WRITTEN EXERCISE
Copy the passage on Arctic warming below word for word, from "By 2040, warming" to "it could escape.".

SELECTED EXCERPT
Our incomplete understanding of the life histories of harmful algae in cold environments, as well as of the influence of competing species and potential predators, means we can’t say for certain that warmer oceans will directly lead to more harmful algal blooms, however. “There will be winners and there will be losers” in the ecosystem, Anderson said.
By 2040, warming could thaw about 10%–40% of high-latitude permafrost, a process that emits greenhouse gases including methane and carbon dioxide (CO2) as long-frozen remains of animals and plants are exposed to air and begin to decay. Scientists can’t narrow down in on exactly how much permafrost will thaw, or how the thaw will affect Arctic systems, Serreze said. That’s because they aren’t sure how much carbon dioxide and methane are present in Arctic permafrost or when and where it could escape.
Today the Arctic is warming anywhere from 2 to 4 times faster than the rest of the world in a phenomenon known as Arctic amplification. Calculating the Arctic amplification ratio is simple, Serreze said: Just pick a time period or season, determine how temperatures in the Arctic and elsewhere have changed, and divide. That amplification ratio is expected to increase, but scientists aren’t sure by how much. That uncertainty can complicate climate projections, too.
Emergence
Some scientists think that a new Arctic climate will have emerged by 2040. No longer dominated by ice and snow, the Arctic will become something altogether different, warmer and wetter.
Landrum defined this emergence as a state when the Arctic climate no longer fits expected patterns based on the past 30 years of data, when “the idea of a climate normal doesn’t really work anymore,” she said.

GIVEN ENTRIES

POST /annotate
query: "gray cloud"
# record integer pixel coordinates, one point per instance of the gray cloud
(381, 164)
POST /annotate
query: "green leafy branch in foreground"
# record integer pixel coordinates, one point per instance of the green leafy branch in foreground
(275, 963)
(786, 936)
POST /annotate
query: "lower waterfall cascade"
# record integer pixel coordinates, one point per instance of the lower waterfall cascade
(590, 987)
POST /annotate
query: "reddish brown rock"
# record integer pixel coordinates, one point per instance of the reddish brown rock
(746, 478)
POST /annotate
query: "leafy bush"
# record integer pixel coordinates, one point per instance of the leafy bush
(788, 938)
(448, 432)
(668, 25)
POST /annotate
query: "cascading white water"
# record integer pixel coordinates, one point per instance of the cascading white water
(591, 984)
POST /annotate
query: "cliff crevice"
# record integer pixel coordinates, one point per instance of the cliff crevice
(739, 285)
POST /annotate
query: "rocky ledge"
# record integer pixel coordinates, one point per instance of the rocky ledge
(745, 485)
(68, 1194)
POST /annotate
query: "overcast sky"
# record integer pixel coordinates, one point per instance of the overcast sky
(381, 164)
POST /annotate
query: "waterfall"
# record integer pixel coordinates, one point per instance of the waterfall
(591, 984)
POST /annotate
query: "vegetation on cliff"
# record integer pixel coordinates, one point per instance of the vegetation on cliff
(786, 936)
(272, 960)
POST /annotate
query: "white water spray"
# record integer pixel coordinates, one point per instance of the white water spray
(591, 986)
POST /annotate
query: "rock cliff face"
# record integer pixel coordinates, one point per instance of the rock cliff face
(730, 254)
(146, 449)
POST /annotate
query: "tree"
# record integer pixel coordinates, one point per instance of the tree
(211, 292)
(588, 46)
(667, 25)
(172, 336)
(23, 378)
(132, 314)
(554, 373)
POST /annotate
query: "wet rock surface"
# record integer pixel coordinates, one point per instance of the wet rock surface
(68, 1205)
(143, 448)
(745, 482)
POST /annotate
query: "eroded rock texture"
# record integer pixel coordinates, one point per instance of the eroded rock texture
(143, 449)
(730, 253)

--

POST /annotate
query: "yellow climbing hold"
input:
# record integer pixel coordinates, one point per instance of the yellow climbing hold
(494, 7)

THE RESULT
By 2040, warming could thaw about 10%–40% of high-latitude permafrost, a process that emits greenhouse gases including methane and carbon dioxide (CO2) as long-frozen remains of animals and plants are exposed to air and begin to decay. Scientists can’t narrow down in on exactly how much permafrost will thaw, or how the thaw will affect Arctic systems, Serreze said. That’s because they aren’t sure how much carbon dioxide and methane are present in Arctic permafrost or when and where it could escape.